→ TASK DETAILS: With the line containing "Would you be willing to mark the necktie" as the first line and the last line of the records as the final one, reproduce that range exactly.

——

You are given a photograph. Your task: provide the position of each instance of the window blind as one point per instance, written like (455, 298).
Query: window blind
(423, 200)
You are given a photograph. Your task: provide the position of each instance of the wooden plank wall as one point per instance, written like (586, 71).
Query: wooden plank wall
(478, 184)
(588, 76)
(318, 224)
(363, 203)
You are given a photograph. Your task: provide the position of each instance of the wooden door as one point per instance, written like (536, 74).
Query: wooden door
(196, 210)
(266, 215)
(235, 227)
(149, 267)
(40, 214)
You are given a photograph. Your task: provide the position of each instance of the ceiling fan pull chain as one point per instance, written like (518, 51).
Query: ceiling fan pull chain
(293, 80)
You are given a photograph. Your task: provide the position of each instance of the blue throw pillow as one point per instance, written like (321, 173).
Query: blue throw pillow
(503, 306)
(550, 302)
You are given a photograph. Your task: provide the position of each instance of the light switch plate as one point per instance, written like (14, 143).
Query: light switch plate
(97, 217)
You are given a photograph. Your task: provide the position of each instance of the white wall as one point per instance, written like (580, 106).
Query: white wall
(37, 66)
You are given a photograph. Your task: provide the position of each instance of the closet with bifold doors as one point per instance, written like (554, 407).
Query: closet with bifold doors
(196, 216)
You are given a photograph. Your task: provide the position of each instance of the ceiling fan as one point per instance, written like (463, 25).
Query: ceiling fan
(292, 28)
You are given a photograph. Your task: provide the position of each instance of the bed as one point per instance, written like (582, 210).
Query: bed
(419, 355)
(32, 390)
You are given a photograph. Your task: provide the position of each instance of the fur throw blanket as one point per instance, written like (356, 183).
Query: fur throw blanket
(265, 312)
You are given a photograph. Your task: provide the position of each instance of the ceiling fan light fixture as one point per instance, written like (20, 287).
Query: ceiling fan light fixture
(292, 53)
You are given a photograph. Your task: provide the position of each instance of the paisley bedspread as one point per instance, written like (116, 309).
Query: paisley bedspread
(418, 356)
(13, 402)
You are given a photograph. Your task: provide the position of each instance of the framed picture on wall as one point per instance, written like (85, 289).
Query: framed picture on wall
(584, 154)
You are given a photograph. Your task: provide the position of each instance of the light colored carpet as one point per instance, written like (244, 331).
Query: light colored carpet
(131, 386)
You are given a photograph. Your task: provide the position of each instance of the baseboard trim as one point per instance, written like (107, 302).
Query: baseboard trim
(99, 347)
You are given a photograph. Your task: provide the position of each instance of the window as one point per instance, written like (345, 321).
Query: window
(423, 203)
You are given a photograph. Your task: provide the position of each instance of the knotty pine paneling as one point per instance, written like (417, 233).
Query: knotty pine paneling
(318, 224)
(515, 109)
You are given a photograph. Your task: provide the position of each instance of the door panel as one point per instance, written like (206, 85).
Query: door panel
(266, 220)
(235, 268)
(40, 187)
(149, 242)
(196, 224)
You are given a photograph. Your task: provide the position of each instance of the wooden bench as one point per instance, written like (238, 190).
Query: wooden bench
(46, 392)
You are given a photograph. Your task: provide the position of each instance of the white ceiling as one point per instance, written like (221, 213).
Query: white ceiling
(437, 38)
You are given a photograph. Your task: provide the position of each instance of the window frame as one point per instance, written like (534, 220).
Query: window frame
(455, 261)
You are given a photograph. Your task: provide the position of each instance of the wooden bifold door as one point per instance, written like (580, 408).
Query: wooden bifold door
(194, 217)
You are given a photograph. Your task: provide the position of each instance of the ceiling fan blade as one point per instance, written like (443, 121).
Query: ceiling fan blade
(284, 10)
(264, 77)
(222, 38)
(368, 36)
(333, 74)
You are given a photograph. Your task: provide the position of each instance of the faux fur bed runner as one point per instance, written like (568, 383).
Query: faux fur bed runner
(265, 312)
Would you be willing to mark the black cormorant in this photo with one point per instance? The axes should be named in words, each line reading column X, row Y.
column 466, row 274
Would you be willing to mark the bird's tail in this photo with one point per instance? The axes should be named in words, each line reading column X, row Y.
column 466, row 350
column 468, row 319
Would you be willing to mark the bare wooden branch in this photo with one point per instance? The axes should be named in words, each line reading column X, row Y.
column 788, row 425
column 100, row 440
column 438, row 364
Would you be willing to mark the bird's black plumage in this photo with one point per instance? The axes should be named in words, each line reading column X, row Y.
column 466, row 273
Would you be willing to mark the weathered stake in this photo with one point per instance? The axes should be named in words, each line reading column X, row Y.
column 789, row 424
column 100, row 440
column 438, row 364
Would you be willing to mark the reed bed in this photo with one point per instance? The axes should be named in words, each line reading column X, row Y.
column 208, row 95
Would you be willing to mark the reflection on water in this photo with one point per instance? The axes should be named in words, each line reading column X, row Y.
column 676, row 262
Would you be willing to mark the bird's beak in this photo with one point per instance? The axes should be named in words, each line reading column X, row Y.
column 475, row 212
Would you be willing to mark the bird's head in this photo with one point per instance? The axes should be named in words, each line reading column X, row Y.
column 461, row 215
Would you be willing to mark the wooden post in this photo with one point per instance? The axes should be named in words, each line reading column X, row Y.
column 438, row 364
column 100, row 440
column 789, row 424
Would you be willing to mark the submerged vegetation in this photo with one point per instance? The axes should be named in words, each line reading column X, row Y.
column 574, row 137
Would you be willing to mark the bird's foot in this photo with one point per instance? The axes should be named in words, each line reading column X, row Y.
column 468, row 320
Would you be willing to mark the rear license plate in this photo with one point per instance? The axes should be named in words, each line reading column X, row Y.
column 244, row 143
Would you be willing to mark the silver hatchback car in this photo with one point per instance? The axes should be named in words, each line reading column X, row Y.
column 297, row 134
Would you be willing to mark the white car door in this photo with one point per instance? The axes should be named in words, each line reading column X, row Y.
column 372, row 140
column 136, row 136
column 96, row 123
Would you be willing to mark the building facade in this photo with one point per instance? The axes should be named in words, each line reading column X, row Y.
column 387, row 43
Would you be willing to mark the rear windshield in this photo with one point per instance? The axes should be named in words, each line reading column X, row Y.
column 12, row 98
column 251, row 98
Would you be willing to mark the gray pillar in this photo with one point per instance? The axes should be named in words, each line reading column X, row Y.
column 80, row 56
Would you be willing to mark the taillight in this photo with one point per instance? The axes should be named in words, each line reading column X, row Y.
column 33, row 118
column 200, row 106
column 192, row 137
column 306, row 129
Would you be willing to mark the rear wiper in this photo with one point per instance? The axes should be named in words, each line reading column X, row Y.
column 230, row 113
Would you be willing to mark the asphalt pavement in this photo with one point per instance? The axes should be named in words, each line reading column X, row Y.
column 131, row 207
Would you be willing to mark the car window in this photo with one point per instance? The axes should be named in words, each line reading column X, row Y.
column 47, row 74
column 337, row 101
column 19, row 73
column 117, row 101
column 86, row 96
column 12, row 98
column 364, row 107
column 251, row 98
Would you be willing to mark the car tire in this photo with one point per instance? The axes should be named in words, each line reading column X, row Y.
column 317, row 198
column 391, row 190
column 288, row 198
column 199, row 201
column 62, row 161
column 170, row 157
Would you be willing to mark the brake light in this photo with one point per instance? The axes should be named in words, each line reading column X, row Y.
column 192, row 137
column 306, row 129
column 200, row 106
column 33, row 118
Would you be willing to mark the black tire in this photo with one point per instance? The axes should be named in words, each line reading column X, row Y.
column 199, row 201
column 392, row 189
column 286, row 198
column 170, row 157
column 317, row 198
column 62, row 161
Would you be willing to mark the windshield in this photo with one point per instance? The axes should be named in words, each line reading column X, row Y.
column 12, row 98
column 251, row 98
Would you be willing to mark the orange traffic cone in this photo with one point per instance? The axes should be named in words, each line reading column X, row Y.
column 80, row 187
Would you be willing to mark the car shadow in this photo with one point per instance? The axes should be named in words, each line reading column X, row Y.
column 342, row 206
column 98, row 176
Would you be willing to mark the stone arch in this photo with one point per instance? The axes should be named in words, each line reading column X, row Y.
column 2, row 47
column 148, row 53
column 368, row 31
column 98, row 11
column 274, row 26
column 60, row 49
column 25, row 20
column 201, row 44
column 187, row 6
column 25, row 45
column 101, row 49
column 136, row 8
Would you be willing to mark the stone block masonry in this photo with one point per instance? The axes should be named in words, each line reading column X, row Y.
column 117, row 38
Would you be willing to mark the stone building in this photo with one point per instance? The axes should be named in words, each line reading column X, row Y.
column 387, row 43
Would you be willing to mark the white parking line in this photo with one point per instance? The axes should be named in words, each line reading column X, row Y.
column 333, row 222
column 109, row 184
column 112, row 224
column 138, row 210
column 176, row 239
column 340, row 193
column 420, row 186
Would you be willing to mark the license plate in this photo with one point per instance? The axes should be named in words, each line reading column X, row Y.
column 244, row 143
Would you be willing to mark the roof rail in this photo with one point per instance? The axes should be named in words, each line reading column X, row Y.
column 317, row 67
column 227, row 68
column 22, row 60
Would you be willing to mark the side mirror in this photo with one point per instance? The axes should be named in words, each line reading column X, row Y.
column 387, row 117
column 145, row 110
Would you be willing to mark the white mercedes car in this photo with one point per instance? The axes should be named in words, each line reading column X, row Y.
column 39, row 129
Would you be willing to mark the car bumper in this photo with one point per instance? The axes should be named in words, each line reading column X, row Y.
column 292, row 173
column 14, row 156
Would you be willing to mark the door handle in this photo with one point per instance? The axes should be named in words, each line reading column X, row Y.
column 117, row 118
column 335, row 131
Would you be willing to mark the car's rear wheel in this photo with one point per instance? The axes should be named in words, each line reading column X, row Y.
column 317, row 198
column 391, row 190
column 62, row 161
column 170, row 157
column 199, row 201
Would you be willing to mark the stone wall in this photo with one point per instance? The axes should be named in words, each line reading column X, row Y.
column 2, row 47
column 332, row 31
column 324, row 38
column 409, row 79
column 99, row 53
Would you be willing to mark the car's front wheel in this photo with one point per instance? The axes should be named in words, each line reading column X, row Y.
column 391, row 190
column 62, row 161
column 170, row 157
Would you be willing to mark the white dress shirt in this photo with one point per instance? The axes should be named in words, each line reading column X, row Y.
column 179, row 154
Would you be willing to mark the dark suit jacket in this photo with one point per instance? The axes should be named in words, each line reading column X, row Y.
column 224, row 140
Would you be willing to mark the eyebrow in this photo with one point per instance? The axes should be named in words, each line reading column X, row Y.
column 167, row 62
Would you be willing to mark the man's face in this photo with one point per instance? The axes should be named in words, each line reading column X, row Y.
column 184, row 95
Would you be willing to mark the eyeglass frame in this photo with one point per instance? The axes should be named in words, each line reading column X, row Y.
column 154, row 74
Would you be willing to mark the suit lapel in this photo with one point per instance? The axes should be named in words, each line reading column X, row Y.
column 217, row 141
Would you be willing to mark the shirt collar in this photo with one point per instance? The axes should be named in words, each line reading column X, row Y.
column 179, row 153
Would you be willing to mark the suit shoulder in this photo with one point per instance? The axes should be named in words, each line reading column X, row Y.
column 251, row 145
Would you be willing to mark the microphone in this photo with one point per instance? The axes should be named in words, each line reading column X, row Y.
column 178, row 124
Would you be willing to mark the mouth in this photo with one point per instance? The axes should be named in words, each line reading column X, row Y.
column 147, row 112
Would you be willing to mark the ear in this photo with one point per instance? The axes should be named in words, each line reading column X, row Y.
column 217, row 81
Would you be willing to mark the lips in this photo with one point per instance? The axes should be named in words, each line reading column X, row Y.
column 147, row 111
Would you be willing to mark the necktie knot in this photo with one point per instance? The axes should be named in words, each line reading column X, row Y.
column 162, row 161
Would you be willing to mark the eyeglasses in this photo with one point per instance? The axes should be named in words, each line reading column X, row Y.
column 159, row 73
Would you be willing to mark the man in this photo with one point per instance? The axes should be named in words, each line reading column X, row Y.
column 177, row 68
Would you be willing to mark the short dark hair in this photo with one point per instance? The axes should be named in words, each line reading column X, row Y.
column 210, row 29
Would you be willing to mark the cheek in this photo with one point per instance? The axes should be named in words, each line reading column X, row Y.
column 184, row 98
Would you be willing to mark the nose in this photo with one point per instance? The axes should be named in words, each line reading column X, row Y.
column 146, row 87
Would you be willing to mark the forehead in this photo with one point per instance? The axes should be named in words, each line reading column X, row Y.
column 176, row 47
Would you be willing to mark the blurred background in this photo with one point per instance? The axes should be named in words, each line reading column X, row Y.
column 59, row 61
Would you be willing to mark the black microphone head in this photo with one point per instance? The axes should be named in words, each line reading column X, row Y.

——

→ FINISHED TASK:
Would you be willing to mark the necktie knot in this photo with one point per instance? The axes should be named in words, each line reading column X, row Y.
column 162, row 161
Would you be willing to mark the eyeglasses in this photo with one point per instance? The axes should be named in words, each line reading column X, row Y.
column 159, row 73
Would you be willing to mark the man in this photo with one point per instance? The axes should be named in words, each line reading column X, row Y.
column 177, row 68
Would you be willing to mark the short dark hair in this photo with one point per instance? The axes should be named in words, each line reading column X, row Y.
column 210, row 29
Would you be willing to mark the cheek in this photo with one point per instance? The axes should be named in words, each line reading column X, row Y.
column 184, row 98
Would you be willing to mark the nose in this photo with one point per instance? The axes should be named in words, each line reading column X, row Y.
column 146, row 87
Would you be willing to mark the forehead in this photo with one point per instance? The axes should be named in words, each line reading column X, row Y.
column 176, row 47
Would you be willing to mark the blurred background in this photo with one point per instance? The axes should be named in words, each line reading column X, row Y.
column 59, row 61
Would you be willing to mark the black microphone head in this photo with one point per instance? The axes should be named in words, each line reading column X, row Y.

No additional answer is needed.